Affaire Djabelkhir ou le procès de la démocratie

Atalayar_Djabelkhir Argelia

Que valent les libertés de conscience et de recherche en Algérie ? Pour prendre la mesure de ces droits fondamentaux, il faut se rendre, malheureusement, dans les tribunaux.

S’il est un procès emblématique de la situation que traverse le pays aujourd’hui, c’est probablement celui intenté à l’islamologue Saïd Djabelkhir. Le chercheur connu et reconnu pour ses nombreuses publications académiques et ses livres sur l’Islam et le soufisme est accusé d’ « offense aux percepts de l’Islam ». La loi algérienne punit de 3 à 5 ans d'emprisonnement et/ou d'une amende « quiconque offense le prophète ou dénigre le dogme ou les préceptes de l'islam, que ce soit par voie d'écrit, de dessin, de déclaration ou tout autre moyen ». Mais qui peut offenser la religion et comment ? C’est à cette réponse que doit répondre ce procès inquisitoire.

Pour l’heure, c’est un enseignant en sécurité électronique qui poursuit en justice le spécialiste de la Charia. Cherchez l’erreur ! 

Et si la situation paraît incongrue, c’est qu’elle l’est.

Le débat d’idées est d’habitude porté par les universités, conduit dans les salles de conférences, discuté dans les médias…mais cette fois-ci c’est devant un tribunal et que la pensée est jugée et interdite.

Que peut la loi face à la recherche ? Et d’ailleurs, pourquoi opposer l’un à l’autre ? Inventer des antagonismes et se créer des ennemis semble être la stratégie accusatoire. Le législateur est censé protéger la liberté de recherche non la réduire et on dit même que c’est inscrit dans la Constitution !

__Objectifs__
1. Selon l'extrait sur l'affaire Djabelkhir, quelle peine la loi algérienne prévoit-elle contre quiconque offense le prophète ou dénigre le dogme ou les préceptes de l'islam ?
2. Traduisez en anglais cette phrase de l'extrait sur l'affaire Djabelkhir : « Pour l’heure, c’est un enseignant en sécurité électronique qui poursuit en justice le spécialiste de la Charia. »
3. Reprenez le texte sur l'affaire Djabelkhir juste après sa dernière phrase et poursuivez-en la rédaction.

__Données fournies__
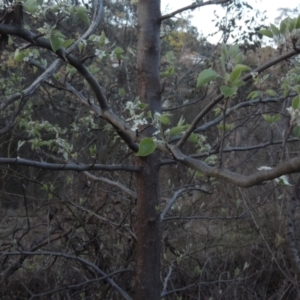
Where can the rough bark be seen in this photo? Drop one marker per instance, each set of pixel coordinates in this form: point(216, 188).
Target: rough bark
point(147, 284)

__Résultats__
1. Une peine de 3 à 5 ans d'emprisonnement et/ou une amende.

2. For now, it is a teacher of electronic security who is suing the specialist in Sharia.

3.
Les avocats du Docteur en philosophie et créateur de la plateforme de réflexion : Le Cercle des Lumières pour la Pensée Libre, ne trouvent pas de justification juridique à la tenue du procès.

Malheureusement se rendre au tribunal est devenu monnaie courante en Algérie. Tout le monde y passe : vieux, jeunes, hommes, femmes, acteurs associatifs, militants, journalistes…Le Tribunal de Sidi M’hamed ne désemplit plus et le nombre des procès ne cesse d’augmenter. Pour la Ligue Algérienne des Droits de l’Homme c’est « La dérive de trop ». La LADDH a qualifié le procès de « Scandaleux » et a exprimé sa pleine solidarité avec l'islamologue. Elle réitère, par ailleurs, « sa demande de respect des libertés de recherche académique, d'expression et d'opinion, elle rappelle au gouvernement le respect de ses obligations contenues dans les conventions internationales ratifiées par l'Algérie dont le pacte international des droits civils et politiques (…) La LADDH dénonce la criminalisation des idées, du débat et de la recherche académique pourtant garanties par la Constitution ».

C’est dans les Maisons de Justice que l’on peut placer le curseur de la démocratie et que l’on interpelle ses fondamentaux. Et le procès de Djabelkhir nous dit à quel point notre démocratie est souffrante.

La semaine dernière le verdict est tombé : Saïd Djabelkhir est condamné à 3 ans de prison ferme.

Dans un entretien accordé à l'Agence France-Presse, l’islamologue persiste et signe : « Un très grand effort de réflexion nouvelle sur les textes fondateurs de l'islam est nécessaire car les lectures traditionnelles ne répondent plus aux attentes, besoins et questionnements de l'homme moderne ».

Saïd Djabelkhir était dans la ligne de mire des groupes radicaux qui n’ont cessé de l’attaquer sur les réseaux sociaux mais il s’est avéré plus résistant et plus convaincant que certains le pensaient.  Il a tenu bon devant les mouvements takfiristes (excommunicateurs) et n’a cessé de prévenir contre leurs dangers et les dérives de l’orthodoxie. « Il est inconcevable qu'un spécialiste de la Charia offense la religion musulmane », s’insurge-t-il.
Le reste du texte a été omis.